__Try it__
Find "of the paved" in the entries below; copy that line through the last, exactly, with no pictures.

__Information__
"""

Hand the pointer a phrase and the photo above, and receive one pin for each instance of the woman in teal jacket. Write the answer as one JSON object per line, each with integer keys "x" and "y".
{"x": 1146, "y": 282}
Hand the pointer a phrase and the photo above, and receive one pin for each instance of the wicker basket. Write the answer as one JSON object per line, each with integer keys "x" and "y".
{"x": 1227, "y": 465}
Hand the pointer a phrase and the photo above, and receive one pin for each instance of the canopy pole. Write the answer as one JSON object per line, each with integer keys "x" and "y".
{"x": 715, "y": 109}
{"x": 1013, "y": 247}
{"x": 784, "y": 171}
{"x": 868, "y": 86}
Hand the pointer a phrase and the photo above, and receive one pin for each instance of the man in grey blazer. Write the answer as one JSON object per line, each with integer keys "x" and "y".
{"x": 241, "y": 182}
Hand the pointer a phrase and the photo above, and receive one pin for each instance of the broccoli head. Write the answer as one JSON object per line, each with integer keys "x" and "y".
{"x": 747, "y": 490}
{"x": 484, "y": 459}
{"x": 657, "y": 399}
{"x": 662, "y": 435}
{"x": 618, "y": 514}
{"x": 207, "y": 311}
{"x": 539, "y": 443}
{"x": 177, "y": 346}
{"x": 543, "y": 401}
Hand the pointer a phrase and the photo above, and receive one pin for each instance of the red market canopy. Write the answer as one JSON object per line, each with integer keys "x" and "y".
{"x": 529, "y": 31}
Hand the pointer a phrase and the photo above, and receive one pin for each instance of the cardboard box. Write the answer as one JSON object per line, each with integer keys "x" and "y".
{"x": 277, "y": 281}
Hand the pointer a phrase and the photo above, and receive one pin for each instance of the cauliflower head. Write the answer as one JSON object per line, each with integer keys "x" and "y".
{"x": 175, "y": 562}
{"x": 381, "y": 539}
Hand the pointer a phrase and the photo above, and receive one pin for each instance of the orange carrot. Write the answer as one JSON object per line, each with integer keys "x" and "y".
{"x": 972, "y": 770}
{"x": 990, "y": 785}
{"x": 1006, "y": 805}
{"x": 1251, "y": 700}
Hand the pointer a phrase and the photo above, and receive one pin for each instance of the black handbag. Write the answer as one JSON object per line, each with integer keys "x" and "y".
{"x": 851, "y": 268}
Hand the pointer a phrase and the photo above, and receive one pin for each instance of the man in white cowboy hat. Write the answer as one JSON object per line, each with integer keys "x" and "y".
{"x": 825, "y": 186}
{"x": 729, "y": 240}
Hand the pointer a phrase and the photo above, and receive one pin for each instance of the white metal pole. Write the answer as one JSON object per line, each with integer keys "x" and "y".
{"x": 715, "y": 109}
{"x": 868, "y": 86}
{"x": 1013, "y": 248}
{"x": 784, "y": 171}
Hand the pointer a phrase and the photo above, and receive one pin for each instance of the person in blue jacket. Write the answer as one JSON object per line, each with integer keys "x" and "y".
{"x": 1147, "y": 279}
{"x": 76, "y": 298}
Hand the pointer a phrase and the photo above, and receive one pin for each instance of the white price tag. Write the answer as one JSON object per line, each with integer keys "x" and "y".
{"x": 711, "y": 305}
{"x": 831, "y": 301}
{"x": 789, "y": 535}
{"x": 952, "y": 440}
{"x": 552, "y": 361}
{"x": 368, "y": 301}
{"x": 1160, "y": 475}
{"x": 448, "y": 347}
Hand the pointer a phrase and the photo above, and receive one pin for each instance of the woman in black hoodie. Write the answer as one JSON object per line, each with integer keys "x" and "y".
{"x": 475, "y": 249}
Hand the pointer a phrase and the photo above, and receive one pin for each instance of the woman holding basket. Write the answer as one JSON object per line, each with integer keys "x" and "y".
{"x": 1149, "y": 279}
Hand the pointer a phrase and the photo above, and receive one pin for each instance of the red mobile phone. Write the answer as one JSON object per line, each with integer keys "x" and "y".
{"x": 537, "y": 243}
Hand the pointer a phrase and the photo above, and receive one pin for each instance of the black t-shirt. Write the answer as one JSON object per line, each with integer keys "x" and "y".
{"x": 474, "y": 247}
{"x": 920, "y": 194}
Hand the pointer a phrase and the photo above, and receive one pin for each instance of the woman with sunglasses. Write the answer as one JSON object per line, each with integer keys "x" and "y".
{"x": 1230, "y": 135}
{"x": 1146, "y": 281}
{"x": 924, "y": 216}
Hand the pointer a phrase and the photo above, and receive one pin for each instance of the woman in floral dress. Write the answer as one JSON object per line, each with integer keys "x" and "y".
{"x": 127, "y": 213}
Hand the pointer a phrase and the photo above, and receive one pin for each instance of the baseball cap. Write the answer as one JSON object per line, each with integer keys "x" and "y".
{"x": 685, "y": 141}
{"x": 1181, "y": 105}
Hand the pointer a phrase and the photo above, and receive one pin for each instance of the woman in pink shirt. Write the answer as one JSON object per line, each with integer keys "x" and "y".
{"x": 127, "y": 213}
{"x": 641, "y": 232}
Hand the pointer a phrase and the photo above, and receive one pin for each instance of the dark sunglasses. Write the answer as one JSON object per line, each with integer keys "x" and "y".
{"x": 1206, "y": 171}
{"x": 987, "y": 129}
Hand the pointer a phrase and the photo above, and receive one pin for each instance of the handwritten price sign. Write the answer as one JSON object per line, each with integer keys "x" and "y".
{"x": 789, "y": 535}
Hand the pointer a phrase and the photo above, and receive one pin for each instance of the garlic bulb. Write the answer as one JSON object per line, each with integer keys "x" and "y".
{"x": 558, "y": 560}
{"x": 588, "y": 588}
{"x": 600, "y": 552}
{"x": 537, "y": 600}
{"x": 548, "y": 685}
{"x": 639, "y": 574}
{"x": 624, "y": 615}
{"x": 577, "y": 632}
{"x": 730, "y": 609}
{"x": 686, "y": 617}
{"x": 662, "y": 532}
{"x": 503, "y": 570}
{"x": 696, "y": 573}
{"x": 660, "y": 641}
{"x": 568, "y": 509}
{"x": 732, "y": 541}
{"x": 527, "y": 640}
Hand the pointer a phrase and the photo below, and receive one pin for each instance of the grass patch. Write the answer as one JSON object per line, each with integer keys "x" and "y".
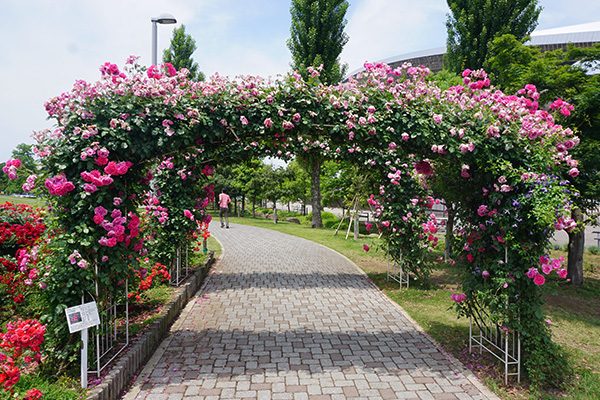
{"x": 372, "y": 262}
{"x": 575, "y": 312}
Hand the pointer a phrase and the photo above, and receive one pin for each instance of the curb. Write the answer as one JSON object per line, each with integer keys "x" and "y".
{"x": 143, "y": 347}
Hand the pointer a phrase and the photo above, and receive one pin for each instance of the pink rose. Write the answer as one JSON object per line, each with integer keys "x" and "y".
{"x": 539, "y": 280}
{"x": 424, "y": 168}
{"x": 458, "y": 297}
{"x": 574, "y": 172}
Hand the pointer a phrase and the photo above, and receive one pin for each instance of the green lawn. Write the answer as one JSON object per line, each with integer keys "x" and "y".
{"x": 575, "y": 312}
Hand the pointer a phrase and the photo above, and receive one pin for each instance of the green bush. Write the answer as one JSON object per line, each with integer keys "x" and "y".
{"x": 330, "y": 220}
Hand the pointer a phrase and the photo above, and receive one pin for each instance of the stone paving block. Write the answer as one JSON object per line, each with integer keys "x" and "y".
{"x": 283, "y": 318}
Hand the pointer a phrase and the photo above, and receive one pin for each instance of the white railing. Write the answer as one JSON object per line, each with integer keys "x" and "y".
{"x": 497, "y": 340}
{"x": 503, "y": 344}
{"x": 397, "y": 272}
{"x": 108, "y": 341}
{"x": 180, "y": 265}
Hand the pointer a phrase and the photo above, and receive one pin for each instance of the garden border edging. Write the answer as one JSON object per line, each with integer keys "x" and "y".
{"x": 144, "y": 347}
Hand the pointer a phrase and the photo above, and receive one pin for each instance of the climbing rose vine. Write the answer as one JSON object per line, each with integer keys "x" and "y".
{"x": 151, "y": 138}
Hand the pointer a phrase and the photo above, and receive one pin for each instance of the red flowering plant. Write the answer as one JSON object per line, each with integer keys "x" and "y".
{"x": 111, "y": 134}
{"x": 21, "y": 228}
{"x": 20, "y": 350}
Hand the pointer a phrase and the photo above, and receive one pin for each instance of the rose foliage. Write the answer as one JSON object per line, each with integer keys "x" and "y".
{"x": 150, "y": 139}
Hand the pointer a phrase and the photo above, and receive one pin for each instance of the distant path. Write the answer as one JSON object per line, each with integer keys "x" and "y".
{"x": 285, "y": 318}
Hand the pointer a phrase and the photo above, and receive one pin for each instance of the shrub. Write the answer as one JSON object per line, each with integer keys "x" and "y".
{"x": 595, "y": 250}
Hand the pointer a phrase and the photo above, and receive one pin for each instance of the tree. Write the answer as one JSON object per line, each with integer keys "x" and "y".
{"x": 180, "y": 53}
{"x": 561, "y": 74}
{"x": 317, "y": 39}
{"x": 473, "y": 24}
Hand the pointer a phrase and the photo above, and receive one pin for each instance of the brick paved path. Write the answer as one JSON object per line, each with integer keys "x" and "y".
{"x": 283, "y": 318}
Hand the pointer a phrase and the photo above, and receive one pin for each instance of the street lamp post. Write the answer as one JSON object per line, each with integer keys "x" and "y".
{"x": 161, "y": 19}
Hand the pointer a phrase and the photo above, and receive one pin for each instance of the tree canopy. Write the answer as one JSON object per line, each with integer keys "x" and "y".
{"x": 317, "y": 37}
{"x": 473, "y": 24}
{"x": 180, "y": 51}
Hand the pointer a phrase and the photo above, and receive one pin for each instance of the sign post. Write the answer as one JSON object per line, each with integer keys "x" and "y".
{"x": 80, "y": 318}
{"x": 84, "y": 339}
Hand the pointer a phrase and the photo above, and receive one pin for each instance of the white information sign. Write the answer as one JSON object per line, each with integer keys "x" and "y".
{"x": 82, "y": 316}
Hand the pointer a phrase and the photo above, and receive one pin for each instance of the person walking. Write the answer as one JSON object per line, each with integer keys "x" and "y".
{"x": 224, "y": 201}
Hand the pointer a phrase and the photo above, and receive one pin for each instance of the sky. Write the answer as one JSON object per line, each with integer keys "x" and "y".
{"x": 45, "y": 45}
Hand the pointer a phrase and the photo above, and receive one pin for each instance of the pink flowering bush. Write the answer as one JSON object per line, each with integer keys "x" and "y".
{"x": 151, "y": 138}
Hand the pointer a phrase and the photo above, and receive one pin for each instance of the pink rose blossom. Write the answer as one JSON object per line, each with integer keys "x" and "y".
{"x": 458, "y": 297}
{"x": 539, "y": 280}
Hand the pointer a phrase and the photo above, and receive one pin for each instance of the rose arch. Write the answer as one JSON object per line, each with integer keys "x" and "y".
{"x": 150, "y": 139}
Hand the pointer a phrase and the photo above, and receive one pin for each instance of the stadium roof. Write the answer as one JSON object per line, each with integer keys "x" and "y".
{"x": 582, "y": 33}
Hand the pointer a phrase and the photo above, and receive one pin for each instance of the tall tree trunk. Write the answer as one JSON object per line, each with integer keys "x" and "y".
{"x": 576, "y": 247}
{"x": 315, "y": 188}
{"x": 449, "y": 230}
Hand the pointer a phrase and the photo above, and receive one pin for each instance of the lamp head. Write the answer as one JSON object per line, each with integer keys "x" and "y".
{"x": 164, "y": 19}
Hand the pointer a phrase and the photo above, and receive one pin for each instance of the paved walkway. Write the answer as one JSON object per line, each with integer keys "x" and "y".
{"x": 283, "y": 318}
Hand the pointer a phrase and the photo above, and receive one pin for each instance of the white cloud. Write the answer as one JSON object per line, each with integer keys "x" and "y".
{"x": 379, "y": 29}
{"x": 45, "y": 45}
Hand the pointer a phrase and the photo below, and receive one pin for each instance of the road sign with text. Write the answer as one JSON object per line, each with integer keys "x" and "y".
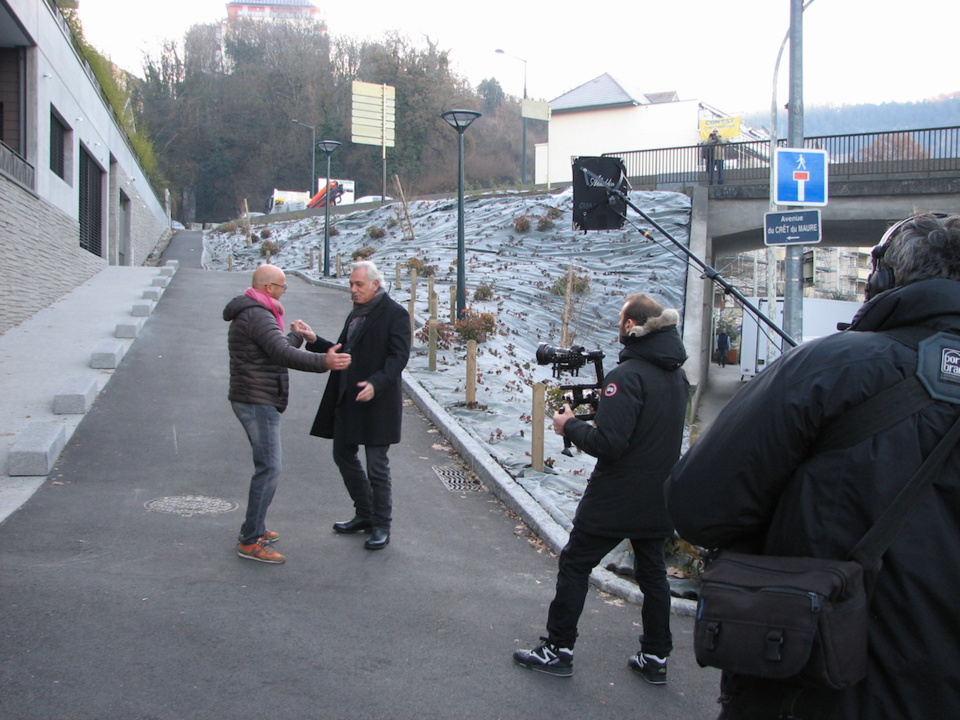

"""

__Task result__
Hand the pointer a phrase and the photo above, and receive one pin for each instance of the paved walkway. Write the answer as one JSON object per line, each with integer keys "x" and "y".
{"x": 283, "y": 318}
Hand the pointer a phrase and the photo above, and receive one pin for each instance of the white cloud. Write the answer as one JSON object per line, each with integer keys "x" and "y".
{"x": 379, "y": 29}
{"x": 45, "y": 45}
Hand the pointer a phrase and the photo below, and receive one pin for each instance of the road sign with text. Write the answer as one JSON object per line, each with integer keys "x" and "y".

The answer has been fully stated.